The records that follow must be transcribed in full, without any change.

EXERCISE MATERIAL:
··········

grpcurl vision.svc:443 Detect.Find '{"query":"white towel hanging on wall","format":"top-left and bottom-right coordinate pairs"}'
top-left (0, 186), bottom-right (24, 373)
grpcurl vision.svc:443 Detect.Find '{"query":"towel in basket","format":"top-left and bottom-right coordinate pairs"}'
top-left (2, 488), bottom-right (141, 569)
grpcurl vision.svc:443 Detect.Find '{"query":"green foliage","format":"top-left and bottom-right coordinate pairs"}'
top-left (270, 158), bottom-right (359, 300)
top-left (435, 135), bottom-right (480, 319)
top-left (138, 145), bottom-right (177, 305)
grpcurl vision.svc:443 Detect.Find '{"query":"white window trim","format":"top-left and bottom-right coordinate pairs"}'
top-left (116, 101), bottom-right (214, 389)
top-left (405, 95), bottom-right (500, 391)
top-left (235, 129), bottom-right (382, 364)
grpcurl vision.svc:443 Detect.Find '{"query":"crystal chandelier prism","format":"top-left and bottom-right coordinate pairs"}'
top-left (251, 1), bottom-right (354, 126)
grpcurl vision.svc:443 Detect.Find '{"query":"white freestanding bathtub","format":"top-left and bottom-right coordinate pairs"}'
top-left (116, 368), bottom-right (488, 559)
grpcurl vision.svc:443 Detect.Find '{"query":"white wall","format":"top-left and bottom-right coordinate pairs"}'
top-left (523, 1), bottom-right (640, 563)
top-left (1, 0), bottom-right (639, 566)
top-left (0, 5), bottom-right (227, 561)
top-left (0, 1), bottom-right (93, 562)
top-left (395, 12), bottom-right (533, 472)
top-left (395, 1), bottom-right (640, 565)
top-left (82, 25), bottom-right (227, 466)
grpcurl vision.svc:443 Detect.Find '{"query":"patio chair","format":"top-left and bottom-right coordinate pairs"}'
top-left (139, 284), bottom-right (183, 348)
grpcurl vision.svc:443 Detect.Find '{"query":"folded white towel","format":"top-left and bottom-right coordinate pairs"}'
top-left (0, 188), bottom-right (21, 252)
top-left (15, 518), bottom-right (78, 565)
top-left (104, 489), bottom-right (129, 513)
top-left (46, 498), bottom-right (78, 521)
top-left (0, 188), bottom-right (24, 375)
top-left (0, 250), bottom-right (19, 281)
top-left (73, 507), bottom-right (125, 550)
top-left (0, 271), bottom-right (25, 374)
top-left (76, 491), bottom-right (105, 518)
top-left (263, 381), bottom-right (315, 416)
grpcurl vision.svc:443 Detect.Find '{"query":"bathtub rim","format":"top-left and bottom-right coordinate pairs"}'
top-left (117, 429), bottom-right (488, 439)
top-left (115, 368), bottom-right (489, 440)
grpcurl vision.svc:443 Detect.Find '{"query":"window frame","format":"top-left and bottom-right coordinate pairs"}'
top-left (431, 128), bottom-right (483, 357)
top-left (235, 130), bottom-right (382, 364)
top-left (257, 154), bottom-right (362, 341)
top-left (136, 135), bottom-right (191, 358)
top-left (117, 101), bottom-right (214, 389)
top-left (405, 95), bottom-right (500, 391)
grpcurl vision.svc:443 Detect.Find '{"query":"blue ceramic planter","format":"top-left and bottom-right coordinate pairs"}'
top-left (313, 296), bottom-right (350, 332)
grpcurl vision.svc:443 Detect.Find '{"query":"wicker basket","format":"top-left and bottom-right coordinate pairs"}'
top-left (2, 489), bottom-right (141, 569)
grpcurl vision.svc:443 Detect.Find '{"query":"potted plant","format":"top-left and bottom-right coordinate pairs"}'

··········

SOLVED PROBLEM:
grpcurl vision.svc:443 Detect.Find '{"query":"white towel hanging on wall","format":"top-left and bottom-right coordinate pairs"}'
top-left (0, 186), bottom-right (24, 373)
grpcurl vision.svc:443 Detect.Find '{"query":"towel in basket","format":"top-left and bottom-right coordinate pairs"}'
top-left (2, 488), bottom-right (141, 569)
grpcurl vision.svc:443 Detect.Find '{"query":"green foliage","format":"top-left and bottom-right coordinate pairs"}'
top-left (270, 158), bottom-right (359, 300)
top-left (435, 135), bottom-right (480, 319)
top-left (138, 145), bottom-right (177, 305)
grpcurl vision.svc:443 Detect.Find '{"query":"white window trim","format":"top-left and bottom-right coordinate pairs"}'
top-left (116, 101), bottom-right (214, 389)
top-left (405, 95), bottom-right (500, 391)
top-left (235, 129), bottom-right (382, 364)
grpcurl vision.svc:443 Detect.Find '{"query":"crystal chandelier prism","format":"top-left and bottom-right coordinate pairs"}'
top-left (251, 1), bottom-right (354, 126)
grpcurl vision.svc:443 Detect.Find '{"query":"white freestanding bathtub","format":"top-left and bottom-right coordinate pairs"}'
top-left (116, 368), bottom-right (488, 559)
grpcurl vision.svc:443 Detect.Find '{"query":"white wall","format":"top-left and bottom-right coordinate pairs"}'
top-left (523, 1), bottom-right (640, 563)
top-left (1, 0), bottom-right (639, 566)
top-left (0, 5), bottom-right (227, 561)
top-left (0, 1), bottom-right (93, 562)
top-left (395, 12), bottom-right (533, 472)
top-left (395, 1), bottom-right (640, 565)
top-left (82, 25), bottom-right (227, 466)
grpcurl vision.svc:443 Detect.Find '{"query":"patio chair","format":"top-left and bottom-right coordinate pairs"}'
top-left (139, 284), bottom-right (183, 348)
grpcurl vision.svc:443 Detect.Find '{"query":"folded white towel","format":"top-left and bottom-right coordinate pairs"}'
top-left (0, 188), bottom-right (21, 252)
top-left (15, 518), bottom-right (78, 565)
top-left (104, 489), bottom-right (129, 513)
top-left (46, 498), bottom-right (78, 521)
top-left (0, 188), bottom-right (24, 375)
top-left (0, 250), bottom-right (19, 281)
top-left (73, 507), bottom-right (125, 550)
top-left (0, 271), bottom-right (25, 374)
top-left (76, 491), bottom-right (105, 518)
top-left (263, 381), bottom-right (315, 416)
grpcurl vision.svc:443 Detect.Find '{"query":"bathtub rim","format":"top-left and bottom-right coordinate pairs"}'
top-left (117, 429), bottom-right (488, 439)
top-left (115, 368), bottom-right (489, 440)
grpcurl vision.svc:443 Detect.Find '{"query":"window frame","format":"top-left and bottom-right coordinate pairs"}'
top-left (431, 128), bottom-right (483, 357)
top-left (235, 130), bottom-right (382, 364)
top-left (257, 154), bottom-right (362, 341)
top-left (136, 135), bottom-right (191, 358)
top-left (117, 101), bottom-right (214, 389)
top-left (405, 95), bottom-right (500, 391)
grpcurl vision.svc:443 Detect.Find '{"query":"blue ceramic planter","format":"top-left and bottom-right coordinate pairs"}'
top-left (313, 296), bottom-right (350, 332)
grpcurl vision.svc:443 Detect.Find '{"query":"wicker basket","format":"top-left and bottom-right coordinate pairs"}'
top-left (2, 489), bottom-right (141, 569)
grpcurl vision.svc:443 Detect.Find '{"query":"potted plant","format":"top-left and bottom-right coordinate pairs"}'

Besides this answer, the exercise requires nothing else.